**Aim of the task**. Your task is to output the data exactly as it stands.

-- start Provided entries --

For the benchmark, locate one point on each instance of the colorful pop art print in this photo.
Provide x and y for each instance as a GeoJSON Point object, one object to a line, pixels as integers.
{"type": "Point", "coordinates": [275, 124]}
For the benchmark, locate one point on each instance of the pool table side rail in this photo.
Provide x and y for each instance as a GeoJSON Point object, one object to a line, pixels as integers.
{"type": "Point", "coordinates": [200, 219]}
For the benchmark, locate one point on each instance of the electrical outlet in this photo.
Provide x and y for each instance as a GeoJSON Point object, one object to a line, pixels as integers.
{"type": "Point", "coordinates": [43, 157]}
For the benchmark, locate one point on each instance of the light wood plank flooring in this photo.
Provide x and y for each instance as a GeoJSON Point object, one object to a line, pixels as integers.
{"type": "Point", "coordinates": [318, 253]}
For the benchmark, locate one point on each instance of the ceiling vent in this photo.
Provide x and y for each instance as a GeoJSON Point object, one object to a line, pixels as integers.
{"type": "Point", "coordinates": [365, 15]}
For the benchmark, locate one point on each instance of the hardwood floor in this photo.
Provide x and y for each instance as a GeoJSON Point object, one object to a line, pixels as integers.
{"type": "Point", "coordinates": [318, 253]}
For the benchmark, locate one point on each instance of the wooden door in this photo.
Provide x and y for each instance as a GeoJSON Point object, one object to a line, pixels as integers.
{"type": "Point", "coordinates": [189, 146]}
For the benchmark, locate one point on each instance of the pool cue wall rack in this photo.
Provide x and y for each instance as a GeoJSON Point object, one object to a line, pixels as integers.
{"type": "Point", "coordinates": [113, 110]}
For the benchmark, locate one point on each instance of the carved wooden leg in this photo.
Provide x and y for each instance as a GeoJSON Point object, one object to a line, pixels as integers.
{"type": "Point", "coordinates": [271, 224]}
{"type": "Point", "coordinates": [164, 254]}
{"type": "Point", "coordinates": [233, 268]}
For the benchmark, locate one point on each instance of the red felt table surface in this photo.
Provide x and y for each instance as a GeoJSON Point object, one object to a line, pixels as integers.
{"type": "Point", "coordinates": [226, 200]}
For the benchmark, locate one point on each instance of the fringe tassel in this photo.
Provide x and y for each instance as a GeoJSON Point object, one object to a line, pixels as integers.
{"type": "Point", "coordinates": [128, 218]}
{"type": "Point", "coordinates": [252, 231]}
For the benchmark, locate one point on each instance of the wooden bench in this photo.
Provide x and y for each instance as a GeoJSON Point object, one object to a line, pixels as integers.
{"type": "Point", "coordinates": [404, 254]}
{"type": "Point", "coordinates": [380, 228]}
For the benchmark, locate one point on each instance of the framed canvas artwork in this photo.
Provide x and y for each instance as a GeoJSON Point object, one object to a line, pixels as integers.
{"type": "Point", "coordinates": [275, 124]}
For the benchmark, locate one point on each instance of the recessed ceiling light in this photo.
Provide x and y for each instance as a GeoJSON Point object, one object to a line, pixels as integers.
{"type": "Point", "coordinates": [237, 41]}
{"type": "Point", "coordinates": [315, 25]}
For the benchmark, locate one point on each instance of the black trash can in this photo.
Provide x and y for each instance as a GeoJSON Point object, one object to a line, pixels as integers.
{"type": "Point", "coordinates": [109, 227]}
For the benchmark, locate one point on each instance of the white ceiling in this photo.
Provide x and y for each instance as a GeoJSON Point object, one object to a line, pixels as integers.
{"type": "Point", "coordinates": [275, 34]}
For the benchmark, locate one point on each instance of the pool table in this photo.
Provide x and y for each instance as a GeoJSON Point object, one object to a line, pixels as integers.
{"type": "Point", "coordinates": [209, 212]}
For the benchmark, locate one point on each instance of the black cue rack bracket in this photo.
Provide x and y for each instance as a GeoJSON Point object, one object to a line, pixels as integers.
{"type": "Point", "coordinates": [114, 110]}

-- end Provided entries --

**Output for this task**.
For the benchmark, locate one point on each instance of the colorful pop art print in this photo.
Provide x and y for each instance as a GeoJSON Point object, one object to a line, pixels as integers.
{"type": "Point", "coordinates": [275, 124]}
For the benchmark, locate one point on each instance of the pool table side rail in this photo.
Provide x and y for each instance as a GeoJSON Point object, one object to a line, pixels as integers.
{"type": "Point", "coordinates": [200, 219]}
For the benchmark, locate one point on each instance of the electrical outlet in this photo.
Provide x and y for each instance as a GeoJSON Point object, one object to a line, pixels as integers.
{"type": "Point", "coordinates": [43, 157]}
For the benchmark, locate one point on each instance of the light wood plank flooring in this photo.
Provide x and y for each instance as a GeoJSON Point object, one object to a line, pixels as integers.
{"type": "Point", "coordinates": [318, 253]}
For the benchmark, locate one point on each instance of the ceiling vent in this photo.
Provide x and y for each instance as a GeoJSON Point object, one object to a line, pixels as integers.
{"type": "Point", "coordinates": [365, 15]}
For the benchmark, locate one point on each instance of the hardwood floor in this photo.
Provide x and y for each instance as a GeoJSON Point object, one object to a line, pixels as integers.
{"type": "Point", "coordinates": [318, 253]}
For the benchmark, locate one point on each instance of the wooden door in this photo.
Provide x and y for each instance as a GeoJSON Point object, one object to a line, pixels as integers.
{"type": "Point", "coordinates": [189, 146]}
For the benchmark, locate one point on each instance of the pool cue wall rack in this photo.
Provide x and y for each instance as a GeoJSON Point object, one object to a line, pixels as integers.
{"type": "Point", "coordinates": [113, 110]}
For the benchmark, locate one point on each instance of the carved wooden leg in this photo.
Provide x and y for each instance as a GeoJSON Point object, one object to a line, pixels as integers.
{"type": "Point", "coordinates": [271, 224]}
{"type": "Point", "coordinates": [164, 254]}
{"type": "Point", "coordinates": [233, 268]}
For the benchmark, locate one point on each instance of the red felt table surface in this photo.
Provide x and y for each instance as a GeoJSON Point object, one object to a line, pixels as integers.
{"type": "Point", "coordinates": [226, 200]}
For the benchmark, locate one point on each instance of the fringe tassel in this photo.
Provide x and y for each instance as a GeoJSON Point object, one object to a line, pixels as integers.
{"type": "Point", "coordinates": [128, 218]}
{"type": "Point", "coordinates": [252, 231]}
For the benchmark, locate one point on each instance of the wooden bench in this photo.
Provide x and y for each instance as a GeoJSON Point object, one object to a line, pixels as integers.
{"type": "Point", "coordinates": [404, 254]}
{"type": "Point", "coordinates": [380, 228]}
For the benchmark, locate one point on each instance of the framed canvas artwork in this photo.
Provide x and y for each instance as a GeoJSON Point object, one object to a line, pixels as integers.
{"type": "Point", "coordinates": [275, 124]}
For the benchmark, locate one point on each instance of the recessed ceiling light in this photo.
Provide x and y for each instance as a GeoJSON Point object, one object to a line, pixels as integers.
{"type": "Point", "coordinates": [237, 41]}
{"type": "Point", "coordinates": [315, 25]}
For the benchmark, locate one point on each instance of the black trash can in this photo.
Provide x and y for each instance as a GeoJSON Point object, one object to a line, pixels as integers.
{"type": "Point", "coordinates": [109, 227]}
For the benchmark, locate one point on each instance of the white ceiling in this photo.
Provide x and y for each instance as a GeoJSON Point object, one object to a line, pixels as integers.
{"type": "Point", "coordinates": [275, 34]}
For the benchmark, locate one point on each instance of the pool table in this photo.
Provide x and y for each instance as a GeoJSON Point object, one object to a line, pixels as integers.
{"type": "Point", "coordinates": [209, 212]}
For the benchmark, locate one point on each instance of the black cue rack bracket in this photo.
Provide x and y for each instance as a GeoJSON Point object, one object to a line, pixels as integers.
{"type": "Point", "coordinates": [114, 110]}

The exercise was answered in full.